Records supplied:
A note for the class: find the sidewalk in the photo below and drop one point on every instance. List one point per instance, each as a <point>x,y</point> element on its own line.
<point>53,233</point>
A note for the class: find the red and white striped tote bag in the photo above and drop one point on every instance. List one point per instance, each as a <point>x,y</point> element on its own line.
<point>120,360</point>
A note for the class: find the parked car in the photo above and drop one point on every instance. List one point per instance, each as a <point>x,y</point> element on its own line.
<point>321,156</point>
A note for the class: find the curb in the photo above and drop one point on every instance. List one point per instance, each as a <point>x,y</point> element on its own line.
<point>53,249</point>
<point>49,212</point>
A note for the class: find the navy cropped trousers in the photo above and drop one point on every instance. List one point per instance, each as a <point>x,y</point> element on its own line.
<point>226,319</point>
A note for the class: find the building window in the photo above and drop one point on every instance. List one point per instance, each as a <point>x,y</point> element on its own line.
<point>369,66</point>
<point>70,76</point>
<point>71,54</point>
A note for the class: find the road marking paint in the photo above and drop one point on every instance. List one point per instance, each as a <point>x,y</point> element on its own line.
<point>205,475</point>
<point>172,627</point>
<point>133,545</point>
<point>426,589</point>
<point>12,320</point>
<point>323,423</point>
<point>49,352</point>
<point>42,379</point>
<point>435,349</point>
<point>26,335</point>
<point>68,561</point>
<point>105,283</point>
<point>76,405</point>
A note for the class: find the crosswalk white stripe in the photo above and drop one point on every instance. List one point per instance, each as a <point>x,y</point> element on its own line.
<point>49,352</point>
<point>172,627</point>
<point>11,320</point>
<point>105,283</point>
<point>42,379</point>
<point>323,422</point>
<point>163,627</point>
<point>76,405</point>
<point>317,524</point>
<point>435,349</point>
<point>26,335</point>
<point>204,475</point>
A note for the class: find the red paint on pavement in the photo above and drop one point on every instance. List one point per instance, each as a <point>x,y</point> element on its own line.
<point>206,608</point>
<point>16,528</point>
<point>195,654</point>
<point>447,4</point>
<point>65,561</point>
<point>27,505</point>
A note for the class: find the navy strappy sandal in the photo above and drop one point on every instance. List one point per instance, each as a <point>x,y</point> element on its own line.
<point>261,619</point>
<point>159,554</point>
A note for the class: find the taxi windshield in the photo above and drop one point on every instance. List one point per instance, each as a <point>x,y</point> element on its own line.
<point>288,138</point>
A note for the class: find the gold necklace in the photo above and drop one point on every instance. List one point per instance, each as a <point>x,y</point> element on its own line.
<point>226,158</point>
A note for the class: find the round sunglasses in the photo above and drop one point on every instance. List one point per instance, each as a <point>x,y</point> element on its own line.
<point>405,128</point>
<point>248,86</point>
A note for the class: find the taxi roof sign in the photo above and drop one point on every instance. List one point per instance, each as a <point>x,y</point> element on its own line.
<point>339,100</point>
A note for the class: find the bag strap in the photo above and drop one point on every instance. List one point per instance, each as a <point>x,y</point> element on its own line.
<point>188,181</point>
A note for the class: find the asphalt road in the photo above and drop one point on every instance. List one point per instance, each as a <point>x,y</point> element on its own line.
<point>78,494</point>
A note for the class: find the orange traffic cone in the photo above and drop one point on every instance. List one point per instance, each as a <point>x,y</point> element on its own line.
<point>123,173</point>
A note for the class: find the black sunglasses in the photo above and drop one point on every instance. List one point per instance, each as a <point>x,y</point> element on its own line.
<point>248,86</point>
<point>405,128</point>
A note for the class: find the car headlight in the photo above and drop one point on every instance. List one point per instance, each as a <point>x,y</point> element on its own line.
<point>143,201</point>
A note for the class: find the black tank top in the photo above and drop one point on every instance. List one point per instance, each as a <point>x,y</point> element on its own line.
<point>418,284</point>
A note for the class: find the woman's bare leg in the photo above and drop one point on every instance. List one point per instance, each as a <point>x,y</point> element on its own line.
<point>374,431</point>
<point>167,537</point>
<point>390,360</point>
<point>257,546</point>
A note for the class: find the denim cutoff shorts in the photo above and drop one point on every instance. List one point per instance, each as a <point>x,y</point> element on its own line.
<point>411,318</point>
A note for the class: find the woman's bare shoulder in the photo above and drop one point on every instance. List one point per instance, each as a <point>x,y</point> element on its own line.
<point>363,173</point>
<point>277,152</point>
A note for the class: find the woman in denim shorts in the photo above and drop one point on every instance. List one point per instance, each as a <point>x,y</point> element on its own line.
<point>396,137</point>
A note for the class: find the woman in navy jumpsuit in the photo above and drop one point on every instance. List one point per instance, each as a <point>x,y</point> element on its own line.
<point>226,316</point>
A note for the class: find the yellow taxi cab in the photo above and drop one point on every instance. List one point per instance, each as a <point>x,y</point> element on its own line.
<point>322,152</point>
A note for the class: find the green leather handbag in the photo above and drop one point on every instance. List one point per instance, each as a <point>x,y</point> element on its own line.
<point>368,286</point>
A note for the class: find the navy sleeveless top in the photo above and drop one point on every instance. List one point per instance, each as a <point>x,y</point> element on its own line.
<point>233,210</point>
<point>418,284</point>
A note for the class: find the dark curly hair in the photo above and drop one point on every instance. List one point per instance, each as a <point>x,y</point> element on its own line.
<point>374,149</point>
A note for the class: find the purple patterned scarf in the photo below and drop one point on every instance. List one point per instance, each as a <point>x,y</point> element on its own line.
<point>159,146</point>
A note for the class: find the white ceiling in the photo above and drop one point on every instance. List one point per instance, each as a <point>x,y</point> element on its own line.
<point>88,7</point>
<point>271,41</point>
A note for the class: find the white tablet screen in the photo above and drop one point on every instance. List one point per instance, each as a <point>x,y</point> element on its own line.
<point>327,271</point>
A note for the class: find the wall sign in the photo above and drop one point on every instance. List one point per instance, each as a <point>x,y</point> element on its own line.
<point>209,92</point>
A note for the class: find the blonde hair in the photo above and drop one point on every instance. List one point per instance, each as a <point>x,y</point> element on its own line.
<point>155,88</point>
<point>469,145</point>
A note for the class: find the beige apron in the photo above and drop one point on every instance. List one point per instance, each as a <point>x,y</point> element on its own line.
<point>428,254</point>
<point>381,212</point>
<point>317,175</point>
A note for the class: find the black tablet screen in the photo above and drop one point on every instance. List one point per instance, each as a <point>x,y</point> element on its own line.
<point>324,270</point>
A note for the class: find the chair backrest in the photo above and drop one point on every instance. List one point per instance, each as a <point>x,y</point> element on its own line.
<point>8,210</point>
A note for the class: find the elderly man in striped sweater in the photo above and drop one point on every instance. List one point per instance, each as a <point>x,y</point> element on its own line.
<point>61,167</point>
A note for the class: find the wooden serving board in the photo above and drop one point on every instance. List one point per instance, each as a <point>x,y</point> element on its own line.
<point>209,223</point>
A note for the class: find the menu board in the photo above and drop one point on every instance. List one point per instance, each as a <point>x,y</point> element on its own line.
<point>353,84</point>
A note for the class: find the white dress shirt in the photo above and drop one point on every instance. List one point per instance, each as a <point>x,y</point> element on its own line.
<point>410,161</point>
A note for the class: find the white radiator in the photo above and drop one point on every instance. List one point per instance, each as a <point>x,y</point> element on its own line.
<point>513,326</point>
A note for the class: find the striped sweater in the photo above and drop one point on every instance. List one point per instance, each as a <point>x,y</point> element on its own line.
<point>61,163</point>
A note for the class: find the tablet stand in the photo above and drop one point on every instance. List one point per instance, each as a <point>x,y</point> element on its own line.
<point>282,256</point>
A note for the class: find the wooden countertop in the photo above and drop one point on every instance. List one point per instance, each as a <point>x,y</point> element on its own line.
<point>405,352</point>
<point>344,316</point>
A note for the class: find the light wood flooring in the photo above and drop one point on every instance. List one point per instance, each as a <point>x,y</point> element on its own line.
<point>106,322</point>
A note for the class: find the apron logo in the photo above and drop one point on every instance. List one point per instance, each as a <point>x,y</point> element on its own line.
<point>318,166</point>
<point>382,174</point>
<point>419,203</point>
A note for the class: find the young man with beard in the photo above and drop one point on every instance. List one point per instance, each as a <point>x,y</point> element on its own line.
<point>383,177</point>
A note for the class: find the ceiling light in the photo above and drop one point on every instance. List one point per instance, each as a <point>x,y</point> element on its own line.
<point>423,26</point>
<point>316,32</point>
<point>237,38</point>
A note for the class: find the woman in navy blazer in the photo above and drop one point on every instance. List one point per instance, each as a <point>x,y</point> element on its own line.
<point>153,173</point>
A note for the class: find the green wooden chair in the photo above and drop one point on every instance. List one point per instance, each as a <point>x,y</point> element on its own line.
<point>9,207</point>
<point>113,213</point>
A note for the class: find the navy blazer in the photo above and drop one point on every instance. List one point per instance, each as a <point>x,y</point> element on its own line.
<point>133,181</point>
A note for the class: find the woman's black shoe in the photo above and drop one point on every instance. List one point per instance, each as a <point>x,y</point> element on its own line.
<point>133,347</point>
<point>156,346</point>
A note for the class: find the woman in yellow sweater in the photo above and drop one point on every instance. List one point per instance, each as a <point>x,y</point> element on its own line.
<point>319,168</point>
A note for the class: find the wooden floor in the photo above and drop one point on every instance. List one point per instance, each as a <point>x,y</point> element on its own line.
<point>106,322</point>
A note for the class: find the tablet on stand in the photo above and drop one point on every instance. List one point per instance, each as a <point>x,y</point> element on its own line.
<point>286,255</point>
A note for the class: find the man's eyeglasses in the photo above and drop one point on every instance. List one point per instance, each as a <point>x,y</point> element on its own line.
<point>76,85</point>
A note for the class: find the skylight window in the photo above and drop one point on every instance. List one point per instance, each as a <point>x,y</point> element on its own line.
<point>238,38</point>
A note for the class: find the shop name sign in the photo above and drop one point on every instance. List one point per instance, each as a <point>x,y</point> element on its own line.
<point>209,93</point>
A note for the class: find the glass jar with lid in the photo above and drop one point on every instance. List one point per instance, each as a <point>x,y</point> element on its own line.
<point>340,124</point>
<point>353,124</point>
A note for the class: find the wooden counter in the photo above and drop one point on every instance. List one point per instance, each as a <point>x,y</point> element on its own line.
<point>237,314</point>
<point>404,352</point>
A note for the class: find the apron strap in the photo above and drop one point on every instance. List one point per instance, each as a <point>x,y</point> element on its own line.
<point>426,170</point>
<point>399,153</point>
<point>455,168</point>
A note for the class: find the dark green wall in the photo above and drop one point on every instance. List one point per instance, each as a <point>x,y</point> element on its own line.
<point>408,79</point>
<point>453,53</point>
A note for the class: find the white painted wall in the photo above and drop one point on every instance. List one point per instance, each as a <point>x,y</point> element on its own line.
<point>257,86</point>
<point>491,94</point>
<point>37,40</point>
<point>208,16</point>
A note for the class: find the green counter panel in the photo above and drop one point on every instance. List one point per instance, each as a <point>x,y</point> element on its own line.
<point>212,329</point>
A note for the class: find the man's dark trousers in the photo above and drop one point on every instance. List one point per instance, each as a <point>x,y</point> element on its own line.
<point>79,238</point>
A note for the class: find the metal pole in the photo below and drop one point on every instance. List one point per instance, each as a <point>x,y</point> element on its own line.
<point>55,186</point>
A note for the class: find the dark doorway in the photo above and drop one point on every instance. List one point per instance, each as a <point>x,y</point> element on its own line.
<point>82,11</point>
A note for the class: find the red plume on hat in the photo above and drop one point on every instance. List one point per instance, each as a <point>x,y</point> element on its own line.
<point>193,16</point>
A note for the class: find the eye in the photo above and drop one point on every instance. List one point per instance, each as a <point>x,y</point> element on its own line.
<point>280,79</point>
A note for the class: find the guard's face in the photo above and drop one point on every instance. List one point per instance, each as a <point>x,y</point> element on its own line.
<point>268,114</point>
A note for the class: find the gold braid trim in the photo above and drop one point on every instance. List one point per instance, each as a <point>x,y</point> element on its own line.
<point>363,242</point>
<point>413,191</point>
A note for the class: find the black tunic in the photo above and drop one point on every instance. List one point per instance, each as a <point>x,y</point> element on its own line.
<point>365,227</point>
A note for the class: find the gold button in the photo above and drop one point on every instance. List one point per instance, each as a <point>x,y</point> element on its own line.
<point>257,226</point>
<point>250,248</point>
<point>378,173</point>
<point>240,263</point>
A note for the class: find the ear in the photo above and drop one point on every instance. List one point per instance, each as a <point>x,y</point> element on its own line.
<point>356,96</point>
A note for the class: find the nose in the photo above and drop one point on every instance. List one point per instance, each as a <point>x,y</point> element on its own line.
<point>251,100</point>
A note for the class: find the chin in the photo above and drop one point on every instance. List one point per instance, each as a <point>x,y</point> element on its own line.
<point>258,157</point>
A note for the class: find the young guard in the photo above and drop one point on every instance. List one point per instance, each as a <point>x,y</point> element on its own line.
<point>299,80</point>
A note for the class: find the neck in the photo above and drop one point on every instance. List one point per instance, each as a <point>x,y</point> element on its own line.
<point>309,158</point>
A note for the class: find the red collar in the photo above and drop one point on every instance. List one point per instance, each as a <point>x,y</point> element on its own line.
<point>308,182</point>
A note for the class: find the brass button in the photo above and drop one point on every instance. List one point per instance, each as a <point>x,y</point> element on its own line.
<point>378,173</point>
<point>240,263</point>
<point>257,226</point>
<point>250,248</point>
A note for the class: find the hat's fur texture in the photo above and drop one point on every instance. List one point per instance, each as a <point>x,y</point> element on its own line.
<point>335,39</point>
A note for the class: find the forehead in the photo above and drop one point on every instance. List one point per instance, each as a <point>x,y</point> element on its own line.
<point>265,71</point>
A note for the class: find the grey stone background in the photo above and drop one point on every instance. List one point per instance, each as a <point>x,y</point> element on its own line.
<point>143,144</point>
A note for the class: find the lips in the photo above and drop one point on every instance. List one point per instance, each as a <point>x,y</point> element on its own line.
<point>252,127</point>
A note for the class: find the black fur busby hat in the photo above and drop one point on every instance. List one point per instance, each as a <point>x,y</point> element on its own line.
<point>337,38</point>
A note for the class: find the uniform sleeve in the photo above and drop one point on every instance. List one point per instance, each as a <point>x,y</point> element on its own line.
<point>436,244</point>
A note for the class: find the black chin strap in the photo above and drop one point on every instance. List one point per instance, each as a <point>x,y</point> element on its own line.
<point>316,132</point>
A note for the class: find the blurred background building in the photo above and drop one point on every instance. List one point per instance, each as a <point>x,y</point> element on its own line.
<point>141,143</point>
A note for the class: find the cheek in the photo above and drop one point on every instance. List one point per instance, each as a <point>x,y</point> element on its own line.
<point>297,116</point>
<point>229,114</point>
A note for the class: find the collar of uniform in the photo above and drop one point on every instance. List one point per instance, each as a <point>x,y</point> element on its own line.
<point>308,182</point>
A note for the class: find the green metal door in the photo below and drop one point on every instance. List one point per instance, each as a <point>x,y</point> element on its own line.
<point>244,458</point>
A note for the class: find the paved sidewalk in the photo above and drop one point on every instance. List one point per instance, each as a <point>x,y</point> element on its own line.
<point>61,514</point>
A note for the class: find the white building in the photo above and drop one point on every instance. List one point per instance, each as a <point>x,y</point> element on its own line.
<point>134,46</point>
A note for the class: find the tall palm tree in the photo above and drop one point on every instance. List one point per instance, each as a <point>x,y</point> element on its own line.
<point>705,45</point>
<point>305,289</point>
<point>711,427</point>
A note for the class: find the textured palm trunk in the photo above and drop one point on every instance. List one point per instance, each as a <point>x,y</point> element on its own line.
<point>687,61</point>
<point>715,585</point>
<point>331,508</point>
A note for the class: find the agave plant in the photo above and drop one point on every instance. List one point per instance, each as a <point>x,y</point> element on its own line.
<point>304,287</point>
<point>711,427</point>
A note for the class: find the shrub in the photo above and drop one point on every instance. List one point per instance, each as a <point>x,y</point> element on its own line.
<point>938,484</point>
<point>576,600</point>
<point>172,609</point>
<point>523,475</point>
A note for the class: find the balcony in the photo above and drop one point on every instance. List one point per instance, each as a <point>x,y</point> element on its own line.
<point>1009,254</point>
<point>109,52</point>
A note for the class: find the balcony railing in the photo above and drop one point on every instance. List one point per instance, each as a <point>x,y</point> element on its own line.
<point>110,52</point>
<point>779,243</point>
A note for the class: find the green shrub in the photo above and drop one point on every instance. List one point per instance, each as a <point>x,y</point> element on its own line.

Your objective:
Everything from the line containing "A note for the class: find the balcony railing" through the final line of the listing, inclusive, must be reproduced exactly; leave out the rest.

Response below:
A note for the class: find the balcony railing in the photo above and drop one point on every instance. List one point per instance, each as a <point>x,y</point> element on its own line.
<point>110,52</point>
<point>779,243</point>
A note for the class: find the green shrub in the photo above and drop one point on every instance. List one point per instance, each as a <point>x,y</point> element on its own line.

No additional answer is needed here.